Quoted passage:
********

Video Transcript: What Not to Do: Pushing Reunion, Minimizing Harm, or Taking Sides Too Fast
🎥 Video 8B Transcript: What Not to Do: Pushing Reunion, Minimizing Harm, or Taking Sides Too Fast
Hi, I am Haley, a Christian Leaders Institute presenter.
In reentry ministry, family situations can become emotionally intense. A returning citizen may say, “I just want to see my kids.” A former spouse may say, “I do not feel safe.” A parent may say, “I am tired of being lied to.” A church volunteer may say, “Shouldn’t Christians forgive?”
These moments require wisdom. In this video, we focus on what not to do.
First, do not push reunion. A chaplain should not pressure family members to reopen contact before safety, readiness, legal conditions, or wise support are in place. Love does not require immediate access. A parent’s longing matters, but a child’s safety and stability also matter.
Second, do not minimize harm. Avoid phrases like, “That was in the past,” “He has changed now,” or “You need to let it go.” Those words may sound spiritual, but they can silence pain and increase danger. Some family members may have experienced betrayal, abandonment, addiction chaos, domestic violence, financial harm, emotional wounds, or fear. Their concerns deserve respectful listening.
Third, do not take sides too fast. The chaplain should not become the returning citizen’s advocate against the family. The chaplain should not become the family’s judge against the returning citizen. The chaplain’s role is faithful presence, not family court.

********

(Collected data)

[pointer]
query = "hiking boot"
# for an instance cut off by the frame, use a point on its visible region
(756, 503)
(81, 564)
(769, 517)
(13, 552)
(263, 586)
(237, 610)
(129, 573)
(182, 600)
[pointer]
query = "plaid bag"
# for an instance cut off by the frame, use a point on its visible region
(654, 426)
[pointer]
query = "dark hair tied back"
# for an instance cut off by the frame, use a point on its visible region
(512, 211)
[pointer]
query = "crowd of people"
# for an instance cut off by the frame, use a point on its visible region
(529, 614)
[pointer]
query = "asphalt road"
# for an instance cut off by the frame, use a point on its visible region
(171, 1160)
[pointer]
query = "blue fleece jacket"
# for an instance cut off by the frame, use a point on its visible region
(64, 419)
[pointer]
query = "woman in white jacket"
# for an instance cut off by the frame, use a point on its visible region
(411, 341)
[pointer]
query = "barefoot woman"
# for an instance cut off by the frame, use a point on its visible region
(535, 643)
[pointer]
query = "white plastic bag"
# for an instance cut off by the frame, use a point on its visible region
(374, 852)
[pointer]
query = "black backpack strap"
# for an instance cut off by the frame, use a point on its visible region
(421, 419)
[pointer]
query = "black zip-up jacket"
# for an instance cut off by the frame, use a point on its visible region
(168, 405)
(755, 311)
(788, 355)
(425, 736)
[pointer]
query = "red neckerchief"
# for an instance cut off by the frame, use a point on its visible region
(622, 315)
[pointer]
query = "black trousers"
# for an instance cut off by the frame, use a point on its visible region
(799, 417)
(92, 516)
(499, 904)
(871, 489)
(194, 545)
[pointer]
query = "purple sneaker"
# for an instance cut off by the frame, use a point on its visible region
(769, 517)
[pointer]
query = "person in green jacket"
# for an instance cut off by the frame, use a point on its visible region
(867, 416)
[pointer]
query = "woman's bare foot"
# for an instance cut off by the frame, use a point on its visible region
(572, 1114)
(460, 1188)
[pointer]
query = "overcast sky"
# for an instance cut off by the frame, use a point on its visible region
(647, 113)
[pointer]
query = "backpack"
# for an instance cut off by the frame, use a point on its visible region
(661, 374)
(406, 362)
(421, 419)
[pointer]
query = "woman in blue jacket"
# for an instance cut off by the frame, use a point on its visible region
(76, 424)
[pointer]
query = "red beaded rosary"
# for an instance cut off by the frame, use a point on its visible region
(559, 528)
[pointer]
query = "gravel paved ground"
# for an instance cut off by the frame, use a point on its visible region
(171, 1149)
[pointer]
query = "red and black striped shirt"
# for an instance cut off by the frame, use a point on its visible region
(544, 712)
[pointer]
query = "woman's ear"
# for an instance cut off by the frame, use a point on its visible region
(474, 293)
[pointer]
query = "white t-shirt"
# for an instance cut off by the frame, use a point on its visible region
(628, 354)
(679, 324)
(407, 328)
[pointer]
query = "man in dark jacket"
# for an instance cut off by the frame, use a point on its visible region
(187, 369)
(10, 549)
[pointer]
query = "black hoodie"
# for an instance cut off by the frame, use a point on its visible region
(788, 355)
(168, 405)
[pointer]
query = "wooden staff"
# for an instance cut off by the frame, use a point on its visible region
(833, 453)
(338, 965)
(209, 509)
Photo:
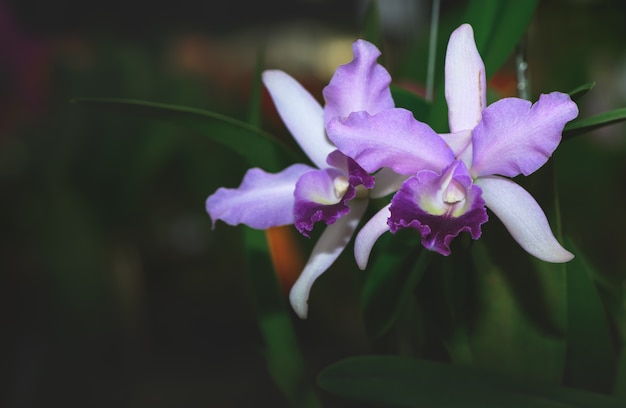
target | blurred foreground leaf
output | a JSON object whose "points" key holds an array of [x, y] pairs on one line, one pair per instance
{"points": [[259, 148], [404, 382], [391, 280], [591, 357], [580, 91], [580, 126]]}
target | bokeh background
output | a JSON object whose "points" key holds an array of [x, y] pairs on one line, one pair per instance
{"points": [[115, 289]]}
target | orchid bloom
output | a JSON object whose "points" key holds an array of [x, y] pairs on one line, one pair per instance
{"points": [[336, 192], [454, 176]]}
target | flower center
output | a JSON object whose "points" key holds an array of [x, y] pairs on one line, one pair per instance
{"points": [[341, 185], [453, 193]]}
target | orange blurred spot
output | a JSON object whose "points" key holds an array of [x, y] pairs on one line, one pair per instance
{"points": [[286, 256]]}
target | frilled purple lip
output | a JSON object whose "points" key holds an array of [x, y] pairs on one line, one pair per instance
{"points": [[323, 195], [419, 205]]}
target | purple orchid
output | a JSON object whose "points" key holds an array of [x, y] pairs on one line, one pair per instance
{"points": [[454, 176], [337, 191]]}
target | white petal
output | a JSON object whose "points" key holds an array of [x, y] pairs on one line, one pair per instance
{"points": [[523, 218], [301, 113], [330, 245], [369, 234], [387, 182], [466, 85]]}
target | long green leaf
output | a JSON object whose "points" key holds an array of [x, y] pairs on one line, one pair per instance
{"points": [[580, 126], [282, 353], [391, 280], [580, 91], [404, 382], [591, 359], [259, 148]]}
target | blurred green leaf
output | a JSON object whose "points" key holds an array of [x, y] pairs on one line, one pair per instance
{"points": [[591, 356], [391, 280], [580, 91], [404, 382], [371, 25], [580, 126], [259, 148], [507, 26], [520, 324], [406, 99], [282, 353]]}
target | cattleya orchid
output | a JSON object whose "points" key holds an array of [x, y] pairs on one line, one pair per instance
{"points": [[337, 191], [452, 177]]}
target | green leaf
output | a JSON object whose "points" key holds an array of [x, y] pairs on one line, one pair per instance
{"points": [[403, 382], [511, 23], [391, 280], [259, 148], [371, 25], [580, 91], [282, 353], [580, 126], [406, 99], [520, 324], [591, 359]]}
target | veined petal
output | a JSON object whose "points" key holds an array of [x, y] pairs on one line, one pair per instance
{"points": [[301, 113], [523, 218], [516, 137], [439, 206], [330, 245], [466, 84], [356, 174], [262, 200], [360, 85], [391, 138], [369, 234], [387, 182], [461, 145], [321, 195]]}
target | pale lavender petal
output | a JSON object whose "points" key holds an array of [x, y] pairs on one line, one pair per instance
{"points": [[262, 200], [330, 245], [439, 207], [321, 195], [523, 218], [369, 234], [466, 84], [301, 113], [387, 182], [391, 138], [516, 137], [461, 145], [360, 85], [357, 176]]}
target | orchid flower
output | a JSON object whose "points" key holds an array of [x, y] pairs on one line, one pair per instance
{"points": [[454, 176], [336, 191]]}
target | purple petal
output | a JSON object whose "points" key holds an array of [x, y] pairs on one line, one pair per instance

********

What you need to do:
A: In the reentry ministry transcript, how is the chaplain's role described?
B: List everything the reentry ministry transcript says family members may have experienced.
C: Continue the reentry ministry transcript from its last sentence.

Task-by-task results:
A: The chaplain's role is faithful presence, not family court.

B:
- betrayal
- abandonment
- addiction chaos
- domestic violence
- financial harm
- emotional wounds
- fear

C:
Fourth, do not confuse forgiveness with instant reconciliation. Christians believe in forgiveness, repentance, mercy, and new life in Christ. But reconciliation requires more than words. It often requires safety, truth, accountability, changed patterns, time, and sometimes professional or legal guidance.
Fifth, do not ignore victim and survivor sensitivity. When there has been violence, abuse, coercion, stalking, sexual harm, exploitation, or credible fear, the chaplain must not create pressure for contact. Protective orders, custody decisions, program rules, church safety policies, and referral pathways must be respected.
Sixth, do not meet secretly or arrange private contact outside proper boundaries. A chaplain should not carry messages between estranged family members without permission and oversight. A chaplain should not help someone bypass a protective order, custody restriction, program rule, or family boundary.
What helps is humility. “I hear your longing.” “I also want to honor safety.” “Let’s slow this down.” “This needs the right support.” “Restoration should not be forced.”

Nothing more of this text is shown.